> **Task details**:
The task calls for each line of the records below in which the word "necklace" appears.

Items from a data source
>>>>

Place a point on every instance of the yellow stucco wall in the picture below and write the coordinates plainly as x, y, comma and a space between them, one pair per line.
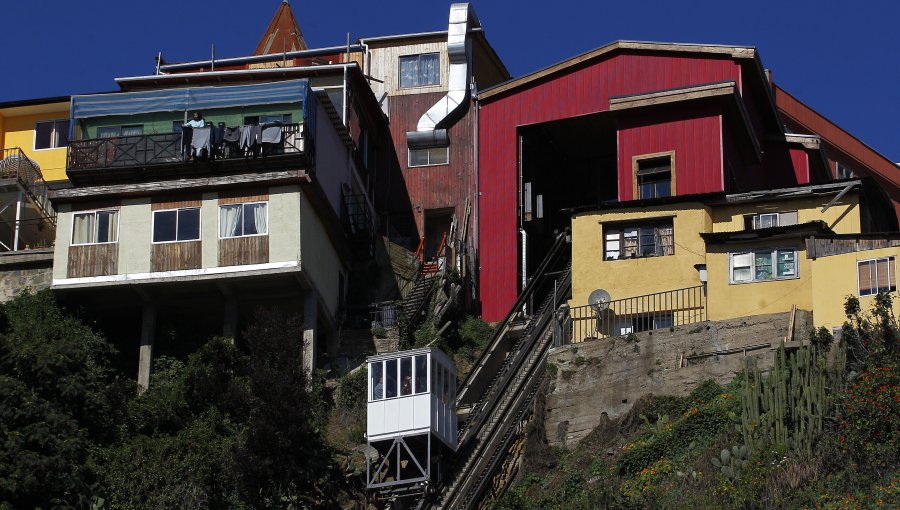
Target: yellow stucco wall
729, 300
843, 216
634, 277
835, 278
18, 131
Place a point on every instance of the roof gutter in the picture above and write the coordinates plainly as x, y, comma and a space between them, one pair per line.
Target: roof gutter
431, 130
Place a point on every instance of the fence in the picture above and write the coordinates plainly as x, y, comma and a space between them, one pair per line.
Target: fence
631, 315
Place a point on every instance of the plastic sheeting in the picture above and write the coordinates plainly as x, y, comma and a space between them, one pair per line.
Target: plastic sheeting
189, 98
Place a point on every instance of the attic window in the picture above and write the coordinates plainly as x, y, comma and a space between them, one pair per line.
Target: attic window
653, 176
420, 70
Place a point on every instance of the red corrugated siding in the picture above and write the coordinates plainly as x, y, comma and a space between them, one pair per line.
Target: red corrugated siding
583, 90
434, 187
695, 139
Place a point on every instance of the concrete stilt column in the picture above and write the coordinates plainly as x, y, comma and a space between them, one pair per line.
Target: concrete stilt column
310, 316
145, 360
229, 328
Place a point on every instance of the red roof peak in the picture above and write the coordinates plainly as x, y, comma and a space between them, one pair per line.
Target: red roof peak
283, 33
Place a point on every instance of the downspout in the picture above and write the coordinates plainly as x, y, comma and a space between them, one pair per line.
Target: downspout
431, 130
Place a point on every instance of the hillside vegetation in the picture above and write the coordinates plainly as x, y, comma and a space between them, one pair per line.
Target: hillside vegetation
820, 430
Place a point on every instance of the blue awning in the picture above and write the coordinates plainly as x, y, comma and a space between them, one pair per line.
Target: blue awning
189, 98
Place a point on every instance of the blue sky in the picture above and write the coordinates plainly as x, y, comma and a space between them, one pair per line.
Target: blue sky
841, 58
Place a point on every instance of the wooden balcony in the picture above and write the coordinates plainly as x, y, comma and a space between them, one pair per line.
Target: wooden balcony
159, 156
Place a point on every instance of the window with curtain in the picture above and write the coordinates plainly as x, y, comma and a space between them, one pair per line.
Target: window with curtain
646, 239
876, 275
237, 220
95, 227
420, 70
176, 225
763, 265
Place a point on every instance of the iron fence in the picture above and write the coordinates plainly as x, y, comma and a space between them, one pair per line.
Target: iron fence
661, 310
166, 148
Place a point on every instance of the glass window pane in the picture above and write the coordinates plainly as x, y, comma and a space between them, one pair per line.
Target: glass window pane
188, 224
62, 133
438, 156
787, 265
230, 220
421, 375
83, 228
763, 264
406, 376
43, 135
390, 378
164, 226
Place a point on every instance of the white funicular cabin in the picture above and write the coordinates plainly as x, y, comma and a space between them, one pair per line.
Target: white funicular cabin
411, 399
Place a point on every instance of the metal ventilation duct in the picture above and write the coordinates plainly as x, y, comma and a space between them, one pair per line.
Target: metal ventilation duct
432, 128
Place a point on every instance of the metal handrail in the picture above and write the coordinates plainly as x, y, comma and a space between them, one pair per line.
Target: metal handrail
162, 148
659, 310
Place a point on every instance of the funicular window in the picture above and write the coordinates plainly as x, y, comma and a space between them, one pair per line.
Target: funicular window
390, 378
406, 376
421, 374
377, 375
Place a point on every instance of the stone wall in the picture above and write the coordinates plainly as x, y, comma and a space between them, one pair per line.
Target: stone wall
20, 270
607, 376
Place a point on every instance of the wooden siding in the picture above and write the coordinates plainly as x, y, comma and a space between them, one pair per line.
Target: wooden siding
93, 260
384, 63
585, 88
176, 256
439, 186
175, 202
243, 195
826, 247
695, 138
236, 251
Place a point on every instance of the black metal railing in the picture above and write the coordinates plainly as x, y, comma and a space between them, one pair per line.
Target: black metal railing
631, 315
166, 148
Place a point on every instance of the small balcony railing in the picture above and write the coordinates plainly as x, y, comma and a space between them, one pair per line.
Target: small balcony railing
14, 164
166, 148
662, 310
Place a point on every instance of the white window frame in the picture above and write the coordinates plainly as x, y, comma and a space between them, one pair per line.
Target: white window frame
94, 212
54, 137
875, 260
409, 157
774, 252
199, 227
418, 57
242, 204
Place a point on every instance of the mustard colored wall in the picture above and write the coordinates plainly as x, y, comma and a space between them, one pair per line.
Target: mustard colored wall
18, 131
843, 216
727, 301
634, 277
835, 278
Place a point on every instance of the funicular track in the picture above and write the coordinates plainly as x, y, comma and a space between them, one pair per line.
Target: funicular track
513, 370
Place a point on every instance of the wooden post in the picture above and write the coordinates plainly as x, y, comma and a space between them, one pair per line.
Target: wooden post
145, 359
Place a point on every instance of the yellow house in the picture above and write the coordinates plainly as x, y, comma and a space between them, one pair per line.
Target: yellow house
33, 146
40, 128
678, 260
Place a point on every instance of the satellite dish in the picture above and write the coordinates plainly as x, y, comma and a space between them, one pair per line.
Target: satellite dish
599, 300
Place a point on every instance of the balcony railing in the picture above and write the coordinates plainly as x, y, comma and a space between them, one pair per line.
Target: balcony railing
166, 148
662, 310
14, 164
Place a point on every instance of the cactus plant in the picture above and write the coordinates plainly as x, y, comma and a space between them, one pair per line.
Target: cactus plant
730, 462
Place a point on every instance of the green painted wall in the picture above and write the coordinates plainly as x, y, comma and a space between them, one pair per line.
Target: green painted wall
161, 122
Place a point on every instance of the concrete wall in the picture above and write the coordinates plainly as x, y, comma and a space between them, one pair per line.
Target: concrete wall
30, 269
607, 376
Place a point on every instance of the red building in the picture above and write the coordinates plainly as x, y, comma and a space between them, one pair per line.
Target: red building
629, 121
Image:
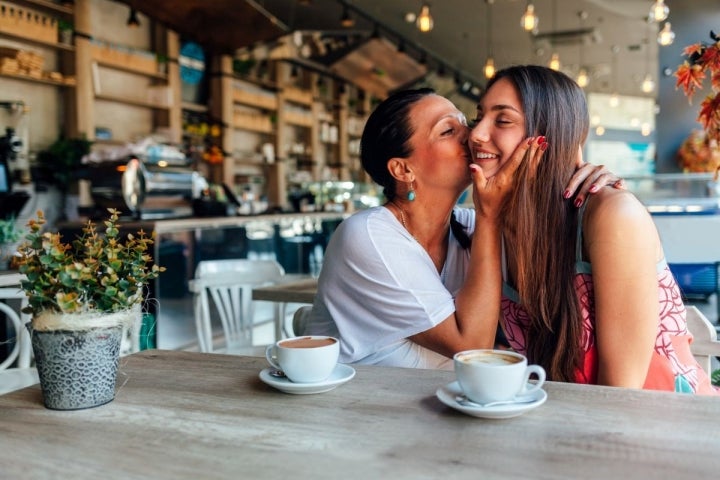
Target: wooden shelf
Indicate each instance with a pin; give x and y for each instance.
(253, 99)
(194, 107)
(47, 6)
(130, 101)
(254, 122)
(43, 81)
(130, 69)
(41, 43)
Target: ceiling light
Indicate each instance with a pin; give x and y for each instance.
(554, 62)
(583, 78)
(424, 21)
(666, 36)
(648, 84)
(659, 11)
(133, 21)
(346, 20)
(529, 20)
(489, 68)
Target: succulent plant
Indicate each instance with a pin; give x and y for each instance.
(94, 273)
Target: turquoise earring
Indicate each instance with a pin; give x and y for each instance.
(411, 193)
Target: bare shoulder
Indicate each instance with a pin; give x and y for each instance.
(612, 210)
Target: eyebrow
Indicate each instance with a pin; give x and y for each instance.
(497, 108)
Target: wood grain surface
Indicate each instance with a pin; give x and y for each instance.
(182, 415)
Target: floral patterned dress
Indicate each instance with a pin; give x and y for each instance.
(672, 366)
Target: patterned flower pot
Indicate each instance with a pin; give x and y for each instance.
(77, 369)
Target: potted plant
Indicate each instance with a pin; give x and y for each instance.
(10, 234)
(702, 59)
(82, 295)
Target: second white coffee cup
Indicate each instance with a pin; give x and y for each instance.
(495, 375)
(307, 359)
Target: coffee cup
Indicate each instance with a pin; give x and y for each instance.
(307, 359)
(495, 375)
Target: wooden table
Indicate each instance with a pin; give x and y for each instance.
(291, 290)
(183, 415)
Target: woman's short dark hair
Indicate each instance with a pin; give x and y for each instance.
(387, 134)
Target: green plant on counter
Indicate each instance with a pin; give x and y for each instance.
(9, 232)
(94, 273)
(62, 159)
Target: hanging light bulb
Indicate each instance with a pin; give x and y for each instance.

<<<<
>>>>

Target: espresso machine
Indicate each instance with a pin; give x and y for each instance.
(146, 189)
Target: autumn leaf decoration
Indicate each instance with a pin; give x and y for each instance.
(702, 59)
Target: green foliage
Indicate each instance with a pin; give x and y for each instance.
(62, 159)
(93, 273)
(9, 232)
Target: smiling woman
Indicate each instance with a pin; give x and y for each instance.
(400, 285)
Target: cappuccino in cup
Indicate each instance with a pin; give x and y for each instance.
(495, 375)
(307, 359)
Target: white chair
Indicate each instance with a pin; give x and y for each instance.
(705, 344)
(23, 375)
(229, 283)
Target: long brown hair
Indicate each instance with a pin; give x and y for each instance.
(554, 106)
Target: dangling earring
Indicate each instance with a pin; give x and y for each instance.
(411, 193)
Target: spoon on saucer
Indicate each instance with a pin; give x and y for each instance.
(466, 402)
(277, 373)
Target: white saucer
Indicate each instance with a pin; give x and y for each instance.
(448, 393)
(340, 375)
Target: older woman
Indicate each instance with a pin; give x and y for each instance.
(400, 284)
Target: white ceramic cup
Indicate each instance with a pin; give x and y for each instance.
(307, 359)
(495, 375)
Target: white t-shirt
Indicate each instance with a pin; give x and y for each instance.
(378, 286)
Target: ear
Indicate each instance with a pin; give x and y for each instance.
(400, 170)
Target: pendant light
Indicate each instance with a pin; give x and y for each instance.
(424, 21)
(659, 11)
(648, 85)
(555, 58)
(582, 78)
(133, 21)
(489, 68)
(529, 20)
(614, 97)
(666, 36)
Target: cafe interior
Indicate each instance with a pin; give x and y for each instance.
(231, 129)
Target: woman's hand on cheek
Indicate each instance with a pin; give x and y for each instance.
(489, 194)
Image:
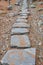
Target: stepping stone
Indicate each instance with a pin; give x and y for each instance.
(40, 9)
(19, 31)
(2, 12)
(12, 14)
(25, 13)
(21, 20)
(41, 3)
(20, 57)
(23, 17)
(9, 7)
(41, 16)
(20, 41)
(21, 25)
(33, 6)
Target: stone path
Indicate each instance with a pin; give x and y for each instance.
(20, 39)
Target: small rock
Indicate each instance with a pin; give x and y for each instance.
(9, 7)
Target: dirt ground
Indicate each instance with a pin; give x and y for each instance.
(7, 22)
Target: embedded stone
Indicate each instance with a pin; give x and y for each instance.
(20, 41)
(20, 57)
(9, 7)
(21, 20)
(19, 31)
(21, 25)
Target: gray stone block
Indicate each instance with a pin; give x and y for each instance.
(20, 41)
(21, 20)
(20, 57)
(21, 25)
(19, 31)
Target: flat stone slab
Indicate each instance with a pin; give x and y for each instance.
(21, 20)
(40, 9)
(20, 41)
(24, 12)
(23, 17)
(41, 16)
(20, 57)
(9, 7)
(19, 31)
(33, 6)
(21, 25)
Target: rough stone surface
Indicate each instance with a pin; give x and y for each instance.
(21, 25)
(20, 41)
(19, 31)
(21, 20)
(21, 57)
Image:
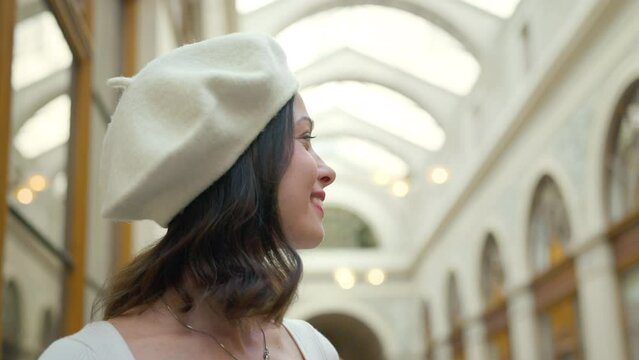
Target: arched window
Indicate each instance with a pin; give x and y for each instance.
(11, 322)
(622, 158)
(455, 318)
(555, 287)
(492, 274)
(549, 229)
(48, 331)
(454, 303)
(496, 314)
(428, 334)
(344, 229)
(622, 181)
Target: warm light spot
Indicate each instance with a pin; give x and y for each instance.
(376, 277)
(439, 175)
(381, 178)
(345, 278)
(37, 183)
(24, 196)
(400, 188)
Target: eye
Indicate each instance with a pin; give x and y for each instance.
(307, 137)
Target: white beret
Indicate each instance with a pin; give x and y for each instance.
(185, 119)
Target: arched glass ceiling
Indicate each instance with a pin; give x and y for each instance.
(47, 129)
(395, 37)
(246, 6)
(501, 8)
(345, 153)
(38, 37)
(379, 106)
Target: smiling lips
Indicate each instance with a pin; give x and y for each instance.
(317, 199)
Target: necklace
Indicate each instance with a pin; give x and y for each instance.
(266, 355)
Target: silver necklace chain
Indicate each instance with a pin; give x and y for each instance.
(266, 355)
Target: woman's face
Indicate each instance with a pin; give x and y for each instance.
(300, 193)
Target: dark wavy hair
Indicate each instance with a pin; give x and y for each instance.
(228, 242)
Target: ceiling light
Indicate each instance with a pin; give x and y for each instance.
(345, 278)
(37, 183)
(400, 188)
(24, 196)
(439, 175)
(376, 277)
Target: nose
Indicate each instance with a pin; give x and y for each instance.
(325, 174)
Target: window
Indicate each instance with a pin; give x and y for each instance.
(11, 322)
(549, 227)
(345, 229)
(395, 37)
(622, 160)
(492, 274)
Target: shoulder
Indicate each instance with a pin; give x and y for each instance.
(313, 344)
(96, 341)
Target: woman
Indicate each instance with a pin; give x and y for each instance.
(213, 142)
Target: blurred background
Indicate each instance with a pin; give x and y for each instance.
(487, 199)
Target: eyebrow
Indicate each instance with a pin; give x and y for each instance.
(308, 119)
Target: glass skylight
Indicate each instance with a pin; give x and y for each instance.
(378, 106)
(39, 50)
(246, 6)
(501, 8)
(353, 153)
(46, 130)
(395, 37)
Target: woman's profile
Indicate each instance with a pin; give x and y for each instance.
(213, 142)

<<<<

> **Answer section**:
Target: necklace
Target: silver necklace chain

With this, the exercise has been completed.